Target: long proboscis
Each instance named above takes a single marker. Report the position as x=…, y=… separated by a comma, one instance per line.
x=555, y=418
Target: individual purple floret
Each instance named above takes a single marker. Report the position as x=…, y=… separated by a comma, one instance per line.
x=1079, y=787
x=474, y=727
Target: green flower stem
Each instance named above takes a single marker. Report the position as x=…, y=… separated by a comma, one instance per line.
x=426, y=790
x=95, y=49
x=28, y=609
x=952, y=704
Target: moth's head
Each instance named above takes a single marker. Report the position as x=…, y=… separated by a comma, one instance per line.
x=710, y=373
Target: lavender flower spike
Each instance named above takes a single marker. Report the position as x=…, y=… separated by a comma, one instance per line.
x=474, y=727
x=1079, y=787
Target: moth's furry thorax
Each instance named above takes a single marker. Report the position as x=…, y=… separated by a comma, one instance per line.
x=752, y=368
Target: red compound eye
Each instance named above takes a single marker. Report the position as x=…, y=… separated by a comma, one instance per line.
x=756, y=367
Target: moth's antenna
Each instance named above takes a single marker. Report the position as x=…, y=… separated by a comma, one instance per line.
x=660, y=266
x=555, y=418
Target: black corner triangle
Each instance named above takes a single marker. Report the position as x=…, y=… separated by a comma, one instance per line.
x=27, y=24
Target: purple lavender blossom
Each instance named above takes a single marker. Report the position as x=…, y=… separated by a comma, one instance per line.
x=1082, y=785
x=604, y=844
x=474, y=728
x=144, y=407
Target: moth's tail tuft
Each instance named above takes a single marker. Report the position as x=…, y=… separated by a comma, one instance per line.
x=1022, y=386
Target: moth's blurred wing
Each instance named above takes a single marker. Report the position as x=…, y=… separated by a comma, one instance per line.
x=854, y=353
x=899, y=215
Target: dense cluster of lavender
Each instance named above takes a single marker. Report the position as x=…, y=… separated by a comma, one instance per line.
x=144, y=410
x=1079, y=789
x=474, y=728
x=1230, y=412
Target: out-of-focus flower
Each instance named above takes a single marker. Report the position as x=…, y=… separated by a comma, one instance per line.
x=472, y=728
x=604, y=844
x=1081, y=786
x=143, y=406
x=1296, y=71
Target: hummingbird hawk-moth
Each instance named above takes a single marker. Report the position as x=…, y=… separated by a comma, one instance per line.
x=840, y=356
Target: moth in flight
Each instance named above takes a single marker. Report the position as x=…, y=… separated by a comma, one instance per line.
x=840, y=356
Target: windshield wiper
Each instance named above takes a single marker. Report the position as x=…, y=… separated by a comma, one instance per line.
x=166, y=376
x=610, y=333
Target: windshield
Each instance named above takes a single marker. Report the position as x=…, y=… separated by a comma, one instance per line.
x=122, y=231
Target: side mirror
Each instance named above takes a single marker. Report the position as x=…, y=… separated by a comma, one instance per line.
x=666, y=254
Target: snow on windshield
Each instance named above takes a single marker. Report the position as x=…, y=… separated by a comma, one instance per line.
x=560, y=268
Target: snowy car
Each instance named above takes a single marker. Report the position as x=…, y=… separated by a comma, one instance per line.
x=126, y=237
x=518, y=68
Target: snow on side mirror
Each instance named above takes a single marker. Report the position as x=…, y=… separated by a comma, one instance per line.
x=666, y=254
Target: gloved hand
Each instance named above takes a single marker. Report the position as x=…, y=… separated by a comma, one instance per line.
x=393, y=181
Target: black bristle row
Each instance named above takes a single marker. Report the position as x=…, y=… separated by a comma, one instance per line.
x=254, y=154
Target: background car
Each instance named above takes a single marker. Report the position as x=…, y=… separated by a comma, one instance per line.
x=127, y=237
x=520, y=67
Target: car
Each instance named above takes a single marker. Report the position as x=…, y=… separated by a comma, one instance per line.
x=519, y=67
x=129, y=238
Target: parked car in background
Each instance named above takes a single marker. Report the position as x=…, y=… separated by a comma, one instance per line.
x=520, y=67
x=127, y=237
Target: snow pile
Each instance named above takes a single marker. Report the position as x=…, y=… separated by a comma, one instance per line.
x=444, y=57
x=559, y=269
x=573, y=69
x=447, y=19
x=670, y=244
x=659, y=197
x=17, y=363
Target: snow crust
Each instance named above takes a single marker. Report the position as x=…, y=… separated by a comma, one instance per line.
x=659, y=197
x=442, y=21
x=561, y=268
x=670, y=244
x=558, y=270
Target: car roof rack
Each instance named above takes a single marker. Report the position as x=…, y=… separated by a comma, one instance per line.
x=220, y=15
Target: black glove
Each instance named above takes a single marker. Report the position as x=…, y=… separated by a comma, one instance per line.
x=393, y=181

TASK GOAL
Each entry must be reproduced exactly, with nothing added or dropped.

ANSWER SPACE
Target: long proboscis
Each instance named above takes a single marker. Report the position as x=…, y=… separated by a comma, one instance per line.
x=555, y=418
Target: individual purple floret
Each instance named above takes a single marker. Report the position as x=…, y=… separated by a comma, one instance per line.
x=1079, y=787
x=474, y=727
Target: green flower stem
Each instance named above takes a single marker. Report the position as x=…, y=… separated by a comma, one instance per line.
x=426, y=790
x=95, y=49
x=28, y=609
x=952, y=704
Target: moth's head
Each instance named above takes a single marker. Report the position as x=…, y=… separated by a comma, one instance per line.
x=710, y=373
Target: lavender flower spike
Each instance named above takes a single marker. Report the position as x=…, y=… separated by a comma, one instance per line.
x=474, y=727
x=1079, y=787
Target: moth's furry thorax
Each instance named above takes a single marker. Report the position as x=…, y=… separated by a comma, one instance per line.
x=752, y=368
Target: red compound eye
Each instance named above takes a single marker. Report the position as x=…, y=… separated by a comma, one instance per line.
x=756, y=367
Target: moth's antenna
Each instance named above takes a single marker. Report the position as x=…, y=… separated by a comma, one instance per line.
x=660, y=266
x=555, y=418
Target: black corner triangle
Each instance named above takes a single marker. Report the position as x=…, y=… separated by a comma, one instance per line.
x=27, y=24
Target: purple lavender blossom
Each instance named above takes a single marker. Report the position as x=…, y=… separated by a comma, one instance per line.
x=1082, y=785
x=604, y=844
x=474, y=728
x=144, y=407
Target: moth's tail tuft
Each instance named above takes a single marker. Report the position as x=…, y=… separated by a comma, one instance per line.
x=1022, y=386
Target: moth's blurred wing
Each instance named above takes a single marker. Report the position as x=…, y=… separated by a comma, one instance per line.
x=854, y=353
x=899, y=215
Target: dense cluster of lavender
Each instance named above takes a single marker. Report the position as x=…, y=… separated by a comma, one instance per line.
x=144, y=410
x=1079, y=789
x=474, y=728
x=1230, y=412
Target: out-of-focus flower
Each instance named above takes a single marker. Report the position as x=…, y=… separated by a comma, one instance per line.
x=472, y=728
x=604, y=844
x=1081, y=786
x=143, y=406
x=1296, y=71
Target: hummingbird hawk-moth
Each instance named above takes a single marker. Report the position as x=…, y=… separated by a comma, one instance per line.
x=840, y=356
Target: moth in flight
Each instance named above takes a single marker. Report the position as x=…, y=… separated by a comma, one instance per line.
x=840, y=356
Target: windshield wiper
Each instance named above takes a single marker. Report the position as x=…, y=… separated by a comma, one instance per line.
x=166, y=376
x=610, y=333
Target: windshield
Each instance named above takes a single marker. Report the position as x=…, y=… separated by a comma, one instance per line.
x=122, y=231
Target: side mirror
Each instance named above takes a single marker. Report the position as x=…, y=… separated by a comma, one instance per line.
x=666, y=254
Target: snow on windshield
Each instance named above takes a single marker. Report the position as x=…, y=… separated by a comma, one instance per line.
x=560, y=268
Target: snowy car
Each instance named above takes a single marker. Report the position as x=…, y=… separated by a comma, one instance per line.
x=126, y=237
x=518, y=68
Target: snow on side mirror
Each instance named above takes a single marker. Report the position as x=…, y=… separated by a comma, one instance per line.
x=666, y=254
Target: gloved hand
Each instance named above takes a single marker. Report the position as x=…, y=… separated by a comma, one instance per line.
x=393, y=181
Target: black bristle row
Each instance named above takes a single marker. Report the position as x=…, y=… separated by a comma, one instance per line.
x=254, y=154
Target: background car
Each instance named above takes a single marker. Report the position as x=…, y=… separated by a comma, one instance per line.
x=127, y=237
x=520, y=67
Target: car
Each instance named above takes a single marker. Report the position as x=…, y=… separated by a comma, one instance per line.
x=519, y=67
x=129, y=238
Target: parked car in background
Each instance named above takes a single marker. Report the position as x=…, y=… separated by a comma, one instance per line.
x=520, y=67
x=127, y=237
Target: snow pile
Each instance named above takes a single marker. Report the position as x=…, y=… separated by a comma, one instance per line.
x=444, y=57
x=559, y=269
x=573, y=69
x=447, y=19
x=670, y=244
x=659, y=197
x=17, y=363
Target: snow crust
Each instance named above takes a single marker. Report the position as x=…, y=… separated by a comma, one instance per line.
x=659, y=197
x=442, y=21
x=561, y=268
x=670, y=244
x=558, y=270
Target: car roof rack
Each instance named above takes a single marker. Report the position as x=…, y=… separated by a comma, one instance per line.
x=220, y=15
Target: black glove
Each instance named above takes a single marker. Report the position as x=…, y=… separated by a comma, one instance per line.
x=393, y=181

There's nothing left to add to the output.